[Opening Text segment section]

Study: Surgery Beats Therapy in Healing Bad Backs
Posted November 21, 2006
Updated November 24, 2006
Researchers compared recovery from surgery and non-surgical treatments over two years. The study, which was recently published in the Journal of the American Medical Association, included more than 1,000 patients in 13 states.
"They both improved over time in step with each other, but the surgical patients improved a little more than the non-operative patients at each time point," Dr. James Weinstein of the Dartmouth College School of Medicine said.
In CT scan of the spinal column, the tell-tale sign of a herniated disc is a bubble poking out of the vertebrae. The bubble presses on nerves and can cause excruciating pain in the back and leg.
In surgery, doctors remove the bubble. Up to 300,000 such procedures are performed annually in the U.S.
The decision to choose surgery or non-surgical treatments often depends on the severity of pain, health experts said.
Susan Filskov took part in the study and chose surgery over therapy to repair her herniated disc.

[Closing Text segment section]
[Opening Provided data section]

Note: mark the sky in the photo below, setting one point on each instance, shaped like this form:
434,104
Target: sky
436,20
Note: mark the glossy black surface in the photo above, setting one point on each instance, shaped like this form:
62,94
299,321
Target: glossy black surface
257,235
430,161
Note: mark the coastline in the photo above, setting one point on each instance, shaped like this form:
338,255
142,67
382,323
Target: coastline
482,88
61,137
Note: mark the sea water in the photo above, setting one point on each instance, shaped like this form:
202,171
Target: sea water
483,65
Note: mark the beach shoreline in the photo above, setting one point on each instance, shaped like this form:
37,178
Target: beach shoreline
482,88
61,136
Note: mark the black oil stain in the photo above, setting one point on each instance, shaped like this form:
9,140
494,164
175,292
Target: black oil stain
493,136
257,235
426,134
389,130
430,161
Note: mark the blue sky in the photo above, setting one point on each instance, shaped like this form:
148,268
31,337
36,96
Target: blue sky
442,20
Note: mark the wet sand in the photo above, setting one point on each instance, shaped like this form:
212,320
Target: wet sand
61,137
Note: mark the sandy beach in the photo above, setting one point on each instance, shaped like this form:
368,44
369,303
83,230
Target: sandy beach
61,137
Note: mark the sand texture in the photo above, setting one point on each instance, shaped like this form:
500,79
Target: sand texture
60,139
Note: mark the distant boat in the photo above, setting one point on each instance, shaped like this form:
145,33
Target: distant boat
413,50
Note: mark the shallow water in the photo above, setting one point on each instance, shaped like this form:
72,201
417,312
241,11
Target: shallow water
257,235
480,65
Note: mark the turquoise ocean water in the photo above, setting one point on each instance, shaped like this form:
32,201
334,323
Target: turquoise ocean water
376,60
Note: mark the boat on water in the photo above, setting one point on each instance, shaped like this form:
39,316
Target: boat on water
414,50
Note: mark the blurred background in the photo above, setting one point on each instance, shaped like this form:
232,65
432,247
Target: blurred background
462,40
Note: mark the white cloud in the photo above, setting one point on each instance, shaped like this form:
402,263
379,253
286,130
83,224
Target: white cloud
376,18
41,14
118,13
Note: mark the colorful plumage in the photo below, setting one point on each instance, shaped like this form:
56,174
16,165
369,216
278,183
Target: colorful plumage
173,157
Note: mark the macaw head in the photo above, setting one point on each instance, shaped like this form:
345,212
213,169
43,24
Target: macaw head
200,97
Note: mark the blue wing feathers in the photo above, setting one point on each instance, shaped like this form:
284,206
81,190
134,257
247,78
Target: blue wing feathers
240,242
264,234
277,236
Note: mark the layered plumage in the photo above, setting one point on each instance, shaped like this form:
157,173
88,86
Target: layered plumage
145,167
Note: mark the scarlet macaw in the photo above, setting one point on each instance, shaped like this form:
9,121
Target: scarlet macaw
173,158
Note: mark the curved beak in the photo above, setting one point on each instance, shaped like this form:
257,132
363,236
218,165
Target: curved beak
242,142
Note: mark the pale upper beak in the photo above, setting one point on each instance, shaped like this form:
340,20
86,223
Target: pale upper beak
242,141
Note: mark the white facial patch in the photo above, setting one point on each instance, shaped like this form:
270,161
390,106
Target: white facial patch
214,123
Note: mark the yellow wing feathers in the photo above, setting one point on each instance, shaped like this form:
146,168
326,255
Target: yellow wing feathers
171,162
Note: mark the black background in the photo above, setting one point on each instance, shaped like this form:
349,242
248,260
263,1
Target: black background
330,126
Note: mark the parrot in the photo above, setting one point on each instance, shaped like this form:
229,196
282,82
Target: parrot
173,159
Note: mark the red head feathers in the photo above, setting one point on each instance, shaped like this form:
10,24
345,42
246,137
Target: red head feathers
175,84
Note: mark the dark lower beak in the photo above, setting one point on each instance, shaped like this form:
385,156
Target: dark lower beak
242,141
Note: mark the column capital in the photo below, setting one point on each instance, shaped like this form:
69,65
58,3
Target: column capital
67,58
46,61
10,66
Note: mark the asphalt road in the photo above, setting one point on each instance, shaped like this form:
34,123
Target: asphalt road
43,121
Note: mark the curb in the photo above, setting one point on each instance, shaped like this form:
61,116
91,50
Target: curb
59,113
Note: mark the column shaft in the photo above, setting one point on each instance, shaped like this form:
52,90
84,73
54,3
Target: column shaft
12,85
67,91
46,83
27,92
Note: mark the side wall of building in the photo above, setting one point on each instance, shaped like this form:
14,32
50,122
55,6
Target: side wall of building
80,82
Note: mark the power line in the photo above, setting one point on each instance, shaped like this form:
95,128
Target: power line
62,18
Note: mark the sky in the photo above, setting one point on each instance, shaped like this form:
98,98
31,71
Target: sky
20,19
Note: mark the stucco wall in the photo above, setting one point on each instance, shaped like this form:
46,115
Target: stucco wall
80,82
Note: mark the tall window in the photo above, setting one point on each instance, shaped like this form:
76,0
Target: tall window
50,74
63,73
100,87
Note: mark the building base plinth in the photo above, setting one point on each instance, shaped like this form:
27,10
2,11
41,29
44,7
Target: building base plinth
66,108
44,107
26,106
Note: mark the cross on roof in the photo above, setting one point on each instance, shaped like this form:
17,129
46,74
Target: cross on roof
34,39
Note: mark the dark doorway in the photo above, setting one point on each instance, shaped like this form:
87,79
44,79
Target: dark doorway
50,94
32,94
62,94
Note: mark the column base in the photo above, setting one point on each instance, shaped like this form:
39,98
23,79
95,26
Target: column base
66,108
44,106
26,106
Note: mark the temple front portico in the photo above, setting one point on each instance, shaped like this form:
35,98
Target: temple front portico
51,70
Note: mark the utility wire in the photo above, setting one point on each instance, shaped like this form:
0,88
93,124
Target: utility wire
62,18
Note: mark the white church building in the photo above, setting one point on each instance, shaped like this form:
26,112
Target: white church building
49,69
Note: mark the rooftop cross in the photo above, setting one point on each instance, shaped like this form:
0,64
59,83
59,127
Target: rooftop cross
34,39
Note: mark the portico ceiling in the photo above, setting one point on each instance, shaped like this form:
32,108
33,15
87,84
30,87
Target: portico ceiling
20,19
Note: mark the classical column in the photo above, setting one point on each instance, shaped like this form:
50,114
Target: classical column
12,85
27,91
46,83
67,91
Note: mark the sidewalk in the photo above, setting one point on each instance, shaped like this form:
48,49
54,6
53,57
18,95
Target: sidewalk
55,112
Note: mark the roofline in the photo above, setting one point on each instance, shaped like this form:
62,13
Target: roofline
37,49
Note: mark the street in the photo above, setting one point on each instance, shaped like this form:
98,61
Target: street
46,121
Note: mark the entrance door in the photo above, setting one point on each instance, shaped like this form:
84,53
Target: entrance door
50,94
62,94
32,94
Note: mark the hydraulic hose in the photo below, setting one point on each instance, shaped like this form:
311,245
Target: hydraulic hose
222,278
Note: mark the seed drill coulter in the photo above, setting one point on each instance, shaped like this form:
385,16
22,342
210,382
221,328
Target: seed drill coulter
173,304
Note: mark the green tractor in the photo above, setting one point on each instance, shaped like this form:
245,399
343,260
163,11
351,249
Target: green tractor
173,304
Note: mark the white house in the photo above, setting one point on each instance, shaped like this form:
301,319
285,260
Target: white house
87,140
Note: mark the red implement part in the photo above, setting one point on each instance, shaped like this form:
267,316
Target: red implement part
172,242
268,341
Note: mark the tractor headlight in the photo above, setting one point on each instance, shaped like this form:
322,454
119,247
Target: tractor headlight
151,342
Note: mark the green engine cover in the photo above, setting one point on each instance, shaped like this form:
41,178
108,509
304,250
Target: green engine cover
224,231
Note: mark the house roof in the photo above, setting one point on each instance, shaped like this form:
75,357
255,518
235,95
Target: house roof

[Closing Provided data section]

Set of tasks:
a: List every part of the body that the back surgery article names.
b: Continue the back surgery article from its last sentence.
You won't need the lines above for anything here.

Answers to the tasks:
a: back, spinal column, disc, vertebrae, nerves, leg

b:
"I was at the point where I couldn't sleep in my bed," Filskov said of the pain she felt before surgery. "If you can get physical therapy and work through it, that's great. But if you're at the point where you just can't tolerate anymore, there are other options."
She said her back and leg pain immediately improved after surgery, which Weinstein said was common across the study.
Both surgical and therapy patient groups saw their pain lessen and functioning improve within three months, he said, noting each group got better over time.
"What patients need to do is be empowered with their doctors, to be knowledgeable about the risks and benefits of surgical or non-surgical treatment," Weinstein said.